DOKUMEN SUMBER
%%

Komisioner KY gugat aturan penyidik ke MK

id Komisioner KY, komisi yudisial, Taufiqurrohman Syahuri, mk, mahkamah agung

Komisioner KY gugat aturan penyidik ke MK

Komisioner Komisi Yudisial Taufiqurrohman Syahuri (ANTARA FOTO)

Jakarta, (ANTARA Sumsel) - Komisioner Komisi Yudisial  Taufiqurrohman Syahuri menggugat Undang-Undang Nomor 22 Tahun 2004 tentang Komisi Yudisial dan Undang-Undang Nomor 14 Tahun 1985 tentang Mahkamah Agung yang mengatur penyidikan anggota KY.

MK akan menyelenggarakan sidang perdana pengujian Pasal 10 ayat (1) UU KY dan Pasal 17 ayat (1) UU MA pada pukul 14.00 WIB, Selasa.

Pasal 10 ayat (1) UU KY berbunyi: "Ketua, Wakil Ketua, dan Anggota Komisi Yudisial dapat ditangkap atau ditahan atas perintah Jaksa Agung setelah mendapat persetujuan Presiden, kecuali dalam hal: (a) tertangkap tangan melakukan tindak pidana kejahatan; atau (b) berdasarkan bukti permulaan yang cukup disangka telah melakukan tindak pidana kejahatan yang diancam dengan pidana mati atau tindak pidana kejahatan keamanan negara".

Pasal 17 ayat (1) UU MA berbunyi: "Ketua, Wakil Ketua, Ketua Muda, dan Hakim Anggota Mahkamah Agung dapat ditangkap atau ditahan hanya atas perintah Jaksa Agung setelah mendapat persetujuan Presiden, kecuali dalam hal: (a) tertangkap tangan melakukan tindak pidana kejahatan, atau (b) berdasarkan bukti permulaan yang cukup, disangka telah melakukan tindak pidana kejahatan yang diancam dengan pidana mati, atau tindak pidana kejahatan terhadap keamanan negara".

%%

(Item tersimpan dari sebuah koleksi)
%%

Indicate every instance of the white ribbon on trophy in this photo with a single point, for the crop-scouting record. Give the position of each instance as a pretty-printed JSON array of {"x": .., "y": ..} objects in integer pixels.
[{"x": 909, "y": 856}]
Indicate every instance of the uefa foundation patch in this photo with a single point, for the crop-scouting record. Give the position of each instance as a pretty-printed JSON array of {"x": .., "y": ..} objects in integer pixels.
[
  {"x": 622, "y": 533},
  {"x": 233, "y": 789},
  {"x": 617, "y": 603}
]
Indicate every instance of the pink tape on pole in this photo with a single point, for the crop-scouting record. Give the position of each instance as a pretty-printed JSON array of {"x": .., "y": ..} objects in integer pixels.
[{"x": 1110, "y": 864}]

%%

TANTANGAN
• 1. Salin persis bagian berita tentang gugatan Komisioner KY ke MK, mulai dari "id Komisioner KY, komisi" sampai dengan "penyidikan anggota KY.".
• 2. Teruskan berita tentang gugatan Komisioner KY ke MK, dimulai setelah kalimat terakhirnya.
Materi tersebut tidak diperlukan.

HASIL LATIHAN
• 1.
id Komisioner KY, komisi yudisial, Taufiqurrohman Syahuri, mk, mahkamah agung

Komisioner KY gugat aturan penyidik ke MK

Komisioner Komisi Yudisial Taufiqurrohman Syahuri (ANTARA FOTO)

Jakarta, (ANTARA Sumsel) - Komisioner Komisi Yudisial  Taufiqurrohman Syahuri menggugat Undang-Undang Nomor 22 Tahun 2004 tentang Komisi Yudisial dan Undang-Undang Nomor 14 Tahun 1985 tentang Mahkamah Agung yang mengatur penyidikan anggota KY.

• 2.
Kuasa Hukum Pemohon, Muhammad Asrun, dalam permohonannya menyatakan pasal yang dimohonkan pengujian menimbulkan ketidakpastian hukum dan merugikan hak konstitusional Pemohon.

Menurut pemohon, kedua pasal tersebut tidak mengandung asas keadilan, kesamaan kedudukan dalam hukum dan pemerintahan, ketertiban dan kepastian hukum.

Pemohon menyatakan persetujuan Presiden sebelum memeriksa pejabat negara diperlukan dalam rangka melindungi harkat, martabat dan wibawa pejabat negara dan lembaga negara agar diperlakukan secara hati-hati, cermat, tidak sembrono dan tidak sewenang-wenang.

Ketentuan tentang prosedur ijin ini menggantikan forum privilegiatum yang diatur dalam Pasal 106 UUDS 1960 (atau Pasal 148 Konstitusi RIS), karena sejak 1 Juli 1959 konstitusi Indonesia tidak lagi berdasarkan UUDS 1960 tetapi kembali kepada UUD 1945 dan dalam UUD 1945 tidak dikenal ketentuan forum privilegiatum .

Pemohon menyatakan persetujuan Presiden juga diperlukan dalam hal pemeriksaan kepolisian yang dilakukan terhadap pejabat negara lainnya yaitu Hakim Konstitusi, Anggota BPK, Anggota DPR, Pimpinan dan Anggota Dewan Gubernur Bank Indonesia sebagaimana telah diatur dalam undang-undang.

Oleh karenanya adanya persetujuan Presiden juga sangat diperlukan dalam hal dilakukannya tindakan kepolisian terhadap Anggota Komisi Yudisial dan Hakim Agung;
Menurut pemohon, tidak adanya frasa persetujuan Presiden bagi pemeriksaan pejabat negara, termasuk bagi Ketua, Wakil Ketua, dan Anggota Komisi Yudisial dan Ketua, Ketua Muda, dan Hakim Anggota Mahkamah Agung, oleh kepolisian terbukti telah membuat ketidakpastian hukum kepada Pemohon, karena ketentuan pasal tersebut terbukti mengganggu pelaksanaan tugas sebagai Komisioner Yudisial.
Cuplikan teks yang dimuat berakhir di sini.